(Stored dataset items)
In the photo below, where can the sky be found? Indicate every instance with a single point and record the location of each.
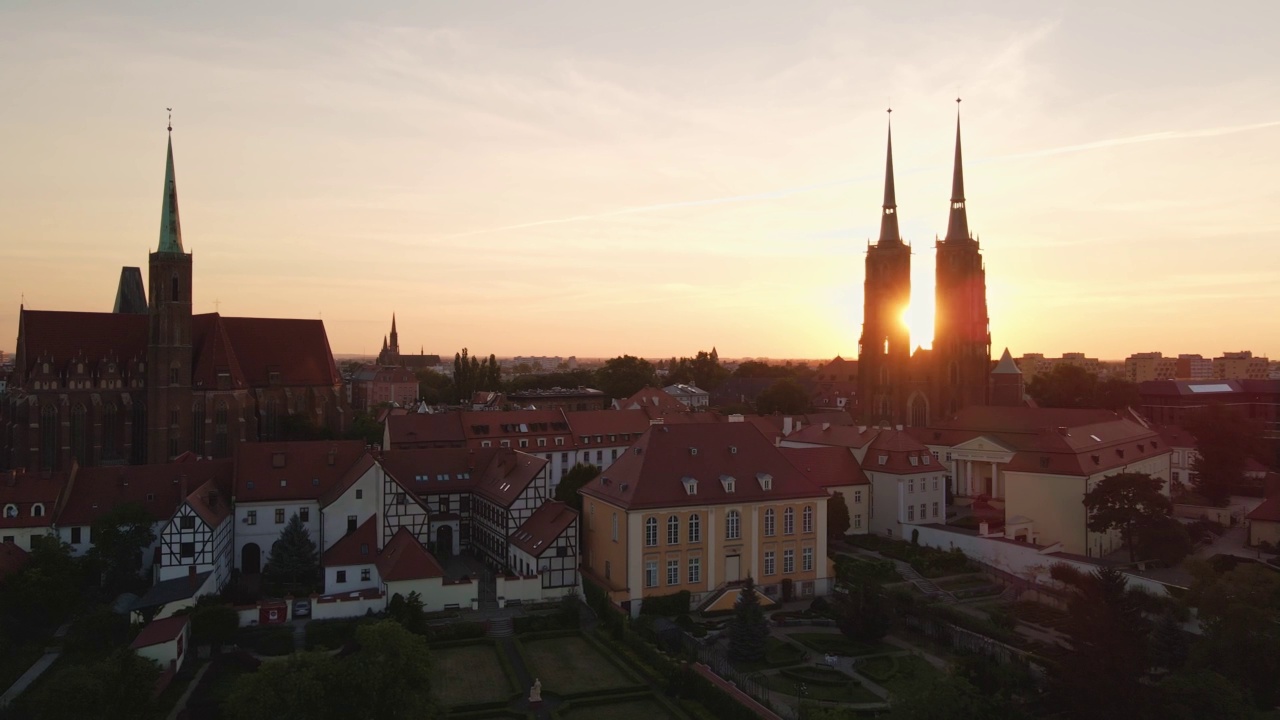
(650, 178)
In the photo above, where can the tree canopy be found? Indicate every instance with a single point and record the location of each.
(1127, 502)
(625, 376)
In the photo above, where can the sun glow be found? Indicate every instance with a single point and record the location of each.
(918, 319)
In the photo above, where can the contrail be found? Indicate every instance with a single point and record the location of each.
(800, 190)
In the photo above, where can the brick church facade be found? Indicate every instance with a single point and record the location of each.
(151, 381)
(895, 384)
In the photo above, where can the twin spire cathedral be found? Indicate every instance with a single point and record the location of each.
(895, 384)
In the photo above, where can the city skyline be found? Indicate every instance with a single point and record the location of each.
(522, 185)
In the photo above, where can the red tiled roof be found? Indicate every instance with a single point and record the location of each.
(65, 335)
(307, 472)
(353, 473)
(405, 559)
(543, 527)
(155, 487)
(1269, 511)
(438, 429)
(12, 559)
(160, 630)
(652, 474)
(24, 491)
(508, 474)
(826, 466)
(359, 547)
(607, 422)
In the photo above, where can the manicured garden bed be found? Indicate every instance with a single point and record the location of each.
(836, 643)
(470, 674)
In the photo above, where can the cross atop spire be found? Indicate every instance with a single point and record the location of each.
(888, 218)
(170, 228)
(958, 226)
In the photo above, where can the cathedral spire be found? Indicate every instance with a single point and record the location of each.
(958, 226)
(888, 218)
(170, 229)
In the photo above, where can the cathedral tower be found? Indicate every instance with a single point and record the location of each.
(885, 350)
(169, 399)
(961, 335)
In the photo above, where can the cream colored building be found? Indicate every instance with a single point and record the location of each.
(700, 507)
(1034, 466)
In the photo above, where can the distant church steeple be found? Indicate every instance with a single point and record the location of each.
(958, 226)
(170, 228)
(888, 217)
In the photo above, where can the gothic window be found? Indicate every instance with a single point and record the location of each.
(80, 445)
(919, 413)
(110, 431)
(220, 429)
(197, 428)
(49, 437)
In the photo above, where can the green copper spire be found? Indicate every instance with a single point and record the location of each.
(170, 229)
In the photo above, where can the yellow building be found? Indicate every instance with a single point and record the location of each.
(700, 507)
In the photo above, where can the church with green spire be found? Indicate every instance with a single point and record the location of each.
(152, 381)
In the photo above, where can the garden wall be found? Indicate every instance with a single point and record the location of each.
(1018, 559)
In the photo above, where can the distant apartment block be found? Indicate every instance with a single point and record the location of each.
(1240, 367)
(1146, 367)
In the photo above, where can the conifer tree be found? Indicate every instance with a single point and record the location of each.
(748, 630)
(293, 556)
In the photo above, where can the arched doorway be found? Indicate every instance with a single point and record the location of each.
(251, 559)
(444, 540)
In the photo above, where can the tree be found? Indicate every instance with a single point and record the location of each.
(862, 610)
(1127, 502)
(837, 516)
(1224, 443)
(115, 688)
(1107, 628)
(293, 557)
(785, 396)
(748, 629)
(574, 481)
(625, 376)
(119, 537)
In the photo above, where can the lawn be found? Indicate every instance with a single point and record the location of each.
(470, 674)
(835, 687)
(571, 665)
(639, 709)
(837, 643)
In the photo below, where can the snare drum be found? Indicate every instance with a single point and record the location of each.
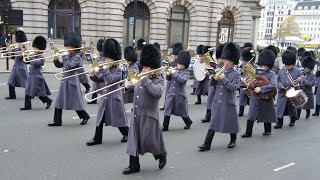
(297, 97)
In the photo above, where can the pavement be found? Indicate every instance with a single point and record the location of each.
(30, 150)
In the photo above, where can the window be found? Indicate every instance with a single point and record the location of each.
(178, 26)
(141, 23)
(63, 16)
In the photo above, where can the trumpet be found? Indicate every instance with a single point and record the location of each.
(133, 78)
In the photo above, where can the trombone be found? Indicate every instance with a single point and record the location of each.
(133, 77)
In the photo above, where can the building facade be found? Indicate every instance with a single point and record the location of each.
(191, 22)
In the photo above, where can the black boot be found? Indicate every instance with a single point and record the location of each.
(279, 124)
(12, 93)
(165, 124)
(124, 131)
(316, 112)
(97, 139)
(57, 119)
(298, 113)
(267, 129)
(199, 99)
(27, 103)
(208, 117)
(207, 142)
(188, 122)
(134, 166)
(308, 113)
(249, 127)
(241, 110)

→ Short problem
Write out the lines above exactly as they appear, including every point. Leave the pictures out of your answer.

→ Problem solution
In the photo below, where can the sky be found? Indicate every instance with a single point and record the location of each.
(650, 178)
In the photo above, where can the tree canopy be found? Indicate every instance with a single point and record the location of each.
(1127, 502)
(625, 376)
In the photo above, where can the sun glow be found? Indicate every instance with a single point and record the location of each.
(918, 319)
In the photo above, where can the contrail be found? Indicate every instance with a single point and record the location of each.
(800, 190)
In the photo above, where can the brick church facade be found? Indicate every instance with a single point and record the location of each.
(151, 381)
(895, 384)
In the photo above, where can the twin spire cathedral be found? Indicate every instance with a single point and record the location of each.
(895, 384)
In the photo above, where can the city skyline be found? Indicate every instance with a single point and record the location of each.
(522, 185)
In the photo above, where can the red tiled roof be found? Indicate every instance with a single point and record the location of each.
(65, 335)
(307, 472)
(353, 473)
(405, 559)
(543, 527)
(155, 487)
(1269, 511)
(438, 429)
(12, 559)
(160, 630)
(652, 474)
(24, 491)
(508, 474)
(826, 466)
(359, 547)
(607, 422)
In the photo above, where can the manicured garden bed be found? Indicate every instance with a single point and record the location of each.
(836, 643)
(470, 674)
In the photo above, where can the cross atop spire be found? Indicate every instance with a single point and record the location of each.
(888, 218)
(170, 228)
(958, 226)
In the photo above, where can the cathedral spire be found? Indicate every instance with a single point and record the location of each.
(958, 226)
(888, 218)
(170, 229)
In the photo above, where can the cathedral tower be found? Indicate every instance with a single point and record the location of each.
(885, 350)
(169, 399)
(961, 335)
In the photo above, where can the cream colored building be found? Indicate every instance with a single point and record the location of each.
(700, 507)
(1034, 466)
In the photo above, where can the distant church steeple be found? Indicate every instance with a single point and record the location of each.
(958, 226)
(170, 228)
(888, 217)
In the photo above, where can the gothic window be found? Indicate every instance with a single point and record the location of each.
(80, 445)
(919, 413)
(110, 431)
(220, 429)
(197, 428)
(49, 437)
In the photo above, where can the green copper spire be found? Indicate every instance with a single point and record the location of each.
(170, 229)
In the photo above, where can the yellow building be found? Indicate every instance with a single point and record the location of each.
(700, 507)
In the photo above, where can the church with green spire be found? Indicate every instance with a single point and record the location of each.
(152, 381)
In the photo above, where can the garden wall be found? Indicate every instance with a single point and record the location of each.
(1018, 559)
In the photo above, where can the distant apartment block be found? Indicate every instance with a single point and record the location of each.
(1240, 367)
(1146, 367)
In the photo above, where can the conifer tree be found? Indicate every instance with a single point and record the location of each.
(748, 630)
(293, 556)
In the photo above, where can the arched doorway be found? Indicate every instance with a single point and record the location of each.
(251, 559)
(444, 540)
In the photo above, where can the tree be found? Indicate every instance with a single point and record the location of each.
(862, 610)
(1127, 502)
(837, 516)
(1224, 443)
(115, 688)
(1107, 628)
(293, 557)
(785, 396)
(748, 629)
(574, 481)
(625, 376)
(119, 537)
In the photo above, where can the lawn be found? Indicate every instance with a single point and record the location of each.
(470, 674)
(835, 687)
(571, 665)
(639, 709)
(837, 643)
In the photo below, where can the snare drum be found? Indicate every instance with a single point and record the location of each.
(297, 97)
In the photo above, where can the pavement be found? Indicate every instance with a single point and record the location of each.
(30, 150)
In the photo above, where can the window be found? Indicate every instance with a single point and record the location of each.
(178, 26)
(141, 23)
(63, 16)
In the photo above, where can the trumpet be found? Indicate every instance with a single point and record the location of each.
(133, 78)
In the photo above, where can the trombone be found? Indicate every instance with a single point and record the location of each.
(133, 77)
In the photo above, where can the building facade be found? Indicate every instance with a single point and record the location of each.
(191, 22)
In the photo above, where can the black boot be found? Indicate every instance with a single point and record the location of each.
(279, 124)
(12, 93)
(165, 124)
(124, 131)
(316, 112)
(97, 139)
(57, 119)
(298, 113)
(267, 129)
(199, 99)
(27, 103)
(208, 117)
(207, 142)
(188, 122)
(134, 166)
(308, 113)
(249, 127)
(241, 110)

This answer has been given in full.